PROBLEM DETAILS
Turn every line of the data below into a Markdown table with two columns, Row and Data line, giving each line its own numbered row. Skip blank lines and leave the pictures out.

Dataset rows showing where objects appear
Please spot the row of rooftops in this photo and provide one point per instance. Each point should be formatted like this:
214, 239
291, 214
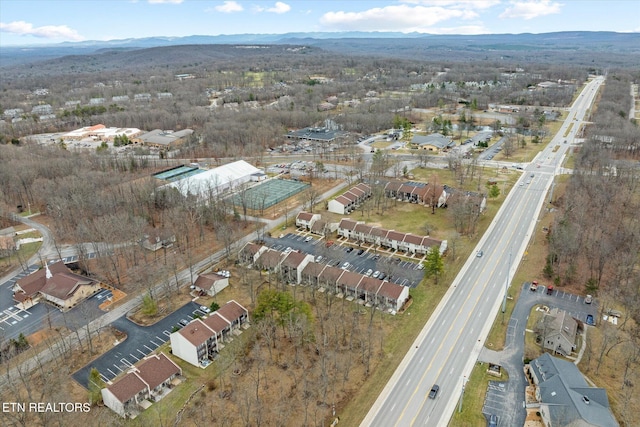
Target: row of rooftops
392, 235
147, 375
354, 194
198, 331
271, 258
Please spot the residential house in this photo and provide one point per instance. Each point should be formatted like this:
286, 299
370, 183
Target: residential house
270, 260
320, 227
202, 339
565, 398
558, 330
56, 284
293, 264
251, 252
211, 283
405, 242
306, 219
435, 142
350, 200
156, 239
150, 380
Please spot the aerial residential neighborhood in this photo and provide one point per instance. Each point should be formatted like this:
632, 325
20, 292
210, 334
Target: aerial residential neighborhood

RESPONSE TO THE TASK
| Row | Data line |
|---|---|
| 1 | Please spot the row of rooftops in this photo and provide one point per instance. Each point should be formatted like this: |
| 2 | 214, 239 |
| 3 | 291, 214 |
| 4 | Target: row of rooftops |
| 5 | 392, 235 |
| 6 | 147, 375 |
| 7 | 354, 194 |
| 8 | 198, 331 |
| 9 | 271, 258 |
| 10 | Please spot the residential house in this photo and provide one point per instance. Each point should be formatted like this: |
| 11 | 286, 299 |
| 12 | 370, 183 |
| 13 | Target: residential house |
| 14 | 270, 260 |
| 15 | 320, 227 |
| 16 | 202, 339 |
| 17 | 565, 398 |
| 18 | 558, 330 |
| 19 | 56, 284 |
| 20 | 293, 264 |
| 21 | 251, 252 |
| 22 | 211, 283 |
| 23 | 405, 242 |
| 24 | 306, 219 |
| 25 | 435, 142 |
| 26 | 350, 200 |
| 27 | 156, 239 |
| 28 | 150, 380 |
| 29 | Please spot the aerial residential neighborhood in this photo and provide one point per instance. Each point should be formatted like this: |
| 30 | 632, 325 |
| 31 | 20, 292 |
| 32 | 210, 334 |
| 33 | Target: aerial residential neighborhood |